» DIRECTION:
Please print the lines below word for word, omitting the pictures.

» RECORDS FOR THIS TASK:
* * * *
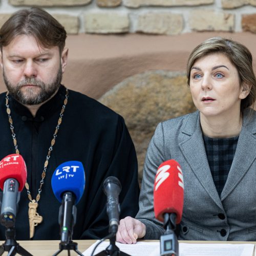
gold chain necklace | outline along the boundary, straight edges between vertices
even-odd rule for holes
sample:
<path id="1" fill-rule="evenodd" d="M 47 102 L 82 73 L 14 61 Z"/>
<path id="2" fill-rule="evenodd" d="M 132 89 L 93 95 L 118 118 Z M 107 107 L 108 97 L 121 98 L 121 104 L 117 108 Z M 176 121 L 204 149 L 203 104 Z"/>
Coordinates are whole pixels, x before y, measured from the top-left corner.
<path id="1" fill-rule="evenodd" d="M 36 200 L 32 199 L 30 191 L 29 190 L 29 185 L 26 181 L 25 183 L 25 187 L 28 193 L 28 197 L 29 200 L 29 236 L 30 239 L 33 238 L 35 232 L 35 227 L 37 226 L 38 224 L 41 223 L 42 221 L 42 217 L 39 215 L 38 213 L 36 212 L 36 208 L 38 206 L 38 201 L 40 200 L 41 192 L 42 191 L 42 187 L 44 184 L 44 181 L 46 175 L 46 170 L 48 166 L 49 160 L 51 157 L 51 153 L 53 150 L 53 145 L 55 143 L 55 140 L 57 137 L 57 134 L 59 129 L 59 126 L 62 122 L 62 117 L 65 111 L 66 106 L 68 103 L 68 98 L 69 97 L 69 91 L 66 88 L 65 99 L 63 103 L 62 108 L 59 114 L 59 117 L 58 120 L 57 126 L 55 128 L 55 131 L 53 134 L 53 138 L 51 141 L 51 146 L 50 146 L 48 151 L 48 153 L 46 156 L 46 160 L 45 162 L 45 165 L 44 169 L 41 174 L 41 180 L 40 181 L 40 186 L 38 190 L 38 194 L 36 196 Z M 18 149 L 18 144 L 17 143 L 17 139 L 16 138 L 16 134 L 14 133 L 14 127 L 13 127 L 12 119 L 11 116 L 11 110 L 9 105 L 9 92 L 6 93 L 6 112 L 8 115 L 9 122 L 10 123 L 10 128 L 12 132 L 12 137 L 13 140 L 13 144 L 15 148 L 16 154 L 19 155 L 19 151 Z"/>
* * * *
» FINISHED ANSWER:
gold chain necklace | outline along the boundary, straight edges between vertices
even-odd rule for holes
sample:
<path id="1" fill-rule="evenodd" d="M 47 102 L 82 73 L 14 61 Z"/>
<path id="2" fill-rule="evenodd" d="M 132 89 L 93 95 L 118 118 Z M 107 107 L 108 97 L 121 98 L 121 104 L 117 108 Z M 176 121 L 204 149 L 203 104 Z"/>
Coordinates are whole pixels, x before y, measured from the top-left corner.
<path id="1" fill-rule="evenodd" d="M 36 200 L 32 199 L 30 191 L 29 190 L 29 185 L 26 181 L 25 183 L 25 187 L 28 193 L 28 197 L 29 200 L 29 236 L 30 239 L 33 238 L 35 232 L 35 227 L 37 226 L 38 224 L 41 223 L 42 221 L 42 217 L 39 215 L 38 213 L 36 212 L 36 208 L 38 206 L 38 201 L 40 200 L 41 192 L 42 191 L 42 187 L 44 184 L 44 181 L 46 175 L 46 170 L 48 166 L 49 160 L 51 157 L 51 153 L 53 150 L 53 145 L 55 143 L 55 140 L 57 137 L 57 134 L 59 129 L 59 126 L 62 122 L 62 117 L 65 111 L 66 106 L 68 103 L 68 98 L 69 97 L 69 91 L 66 88 L 65 99 L 63 103 L 62 108 L 59 114 L 59 117 L 58 120 L 57 126 L 55 128 L 55 131 L 53 134 L 53 138 L 51 141 L 51 146 L 50 146 L 48 151 L 48 153 L 46 156 L 46 160 L 45 162 L 45 165 L 44 169 L 41 174 L 41 180 L 40 181 L 40 186 L 38 190 L 38 194 L 36 196 Z M 18 149 L 18 144 L 17 143 L 17 139 L 16 138 L 16 134 L 14 133 L 14 127 L 13 127 L 12 119 L 11 116 L 11 110 L 9 105 L 9 92 L 6 93 L 6 112 L 8 115 L 9 122 L 10 123 L 10 128 L 12 132 L 12 137 L 13 140 L 13 144 L 15 148 L 16 154 L 19 155 L 19 151 Z"/>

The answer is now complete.